[Dataset entries]
━━━━━━

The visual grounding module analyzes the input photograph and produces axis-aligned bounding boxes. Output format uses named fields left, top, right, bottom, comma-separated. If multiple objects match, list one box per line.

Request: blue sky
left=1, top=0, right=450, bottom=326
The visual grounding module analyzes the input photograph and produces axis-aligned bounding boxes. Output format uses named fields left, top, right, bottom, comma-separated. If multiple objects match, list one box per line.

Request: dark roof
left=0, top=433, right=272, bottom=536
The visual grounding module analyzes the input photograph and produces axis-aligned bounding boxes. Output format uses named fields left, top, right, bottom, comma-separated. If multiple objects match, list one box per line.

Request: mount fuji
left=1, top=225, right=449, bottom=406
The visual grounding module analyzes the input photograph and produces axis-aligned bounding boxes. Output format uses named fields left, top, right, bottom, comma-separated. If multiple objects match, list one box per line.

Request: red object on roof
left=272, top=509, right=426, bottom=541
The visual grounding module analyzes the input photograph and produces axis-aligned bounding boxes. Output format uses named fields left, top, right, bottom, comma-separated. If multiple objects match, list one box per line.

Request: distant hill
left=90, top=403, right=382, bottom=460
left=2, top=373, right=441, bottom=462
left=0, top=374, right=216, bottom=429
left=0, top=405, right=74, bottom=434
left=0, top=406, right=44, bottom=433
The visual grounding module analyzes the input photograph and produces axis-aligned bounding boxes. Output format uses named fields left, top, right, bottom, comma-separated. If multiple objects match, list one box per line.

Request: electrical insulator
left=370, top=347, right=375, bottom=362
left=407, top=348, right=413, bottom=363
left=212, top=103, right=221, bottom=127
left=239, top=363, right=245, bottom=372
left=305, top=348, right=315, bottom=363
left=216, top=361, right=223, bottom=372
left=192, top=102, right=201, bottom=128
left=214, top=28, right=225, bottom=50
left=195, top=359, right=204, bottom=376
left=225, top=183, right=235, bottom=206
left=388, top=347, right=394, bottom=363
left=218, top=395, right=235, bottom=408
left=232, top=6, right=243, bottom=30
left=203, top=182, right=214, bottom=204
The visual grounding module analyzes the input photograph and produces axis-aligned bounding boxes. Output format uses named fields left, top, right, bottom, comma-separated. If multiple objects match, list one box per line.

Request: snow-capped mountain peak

━━━━━━

Each line of the data is to be transcribed exactly.

### Reply:
The visual grounding module analyzes the input photograph and produces axis-aligned bounding boxes. Output format uses named fields left, top, right, bottom, comma-separated. If multiple objects match, list one box per line.

Request: blue sky
left=1, top=0, right=450, bottom=326
The visual grounding module analyzes the input photograph and produces axis-aligned bounding boxes. Output format uses named fields left, top, right, bottom, comma-separated. If multiple objects match, list one box per line.

Request: dark roof
left=0, top=433, right=272, bottom=536
The visual grounding module analyzes the input photograph and produces axis-aligned bounding boxes. Output format uses named fields left, top, right, bottom, comma-separated. If multiple objects match, list one box per line.

Request: mount fuji
left=1, top=225, right=449, bottom=406
The visual grounding module analyzes the input photograph and produces axis-aligned bounding boxes. Output format uses named fields left, top, right, bottom, comma-separated. If multiple objects match, list one box per line.

Request: red object on roof
left=272, top=509, right=426, bottom=541
The visual grounding module analyzes the input photograph and produces axis-aligned bounding boxes. Output format uses named fields left, top, right, bottom, comma-separated. If multiple objects match, list one box per line.

Request: distant hill
left=90, top=403, right=382, bottom=460
left=2, top=373, right=441, bottom=462
left=0, top=374, right=216, bottom=429
left=0, top=405, right=74, bottom=434
left=0, top=406, right=44, bottom=433
The visual grounding module analyzes the input photograph and produces axis-aligned bounding boxes. Output format uses named fields left, top, right, bottom, comma-separated. If multiple objects match, list one box per line.

Request: electrical insulator
left=370, top=347, right=375, bottom=362
left=407, top=348, right=413, bottom=363
left=212, top=103, right=221, bottom=127
left=239, top=363, right=245, bottom=372
left=305, top=348, right=315, bottom=363
left=216, top=361, right=223, bottom=372
left=192, top=102, right=201, bottom=128
left=214, top=28, right=225, bottom=50
left=195, top=359, right=204, bottom=376
left=225, top=183, right=235, bottom=206
left=388, top=347, right=394, bottom=363
left=218, top=395, right=235, bottom=408
left=232, top=6, right=243, bottom=30
left=203, top=182, right=214, bottom=204
The visual grounding module analyzes the input photograph and produces axis-aligned bounding boxes. Output format uses named fields left, top, right, bottom, comma-separated. If multiple objects match, list one box per line.

Request: snow-capped mountain peak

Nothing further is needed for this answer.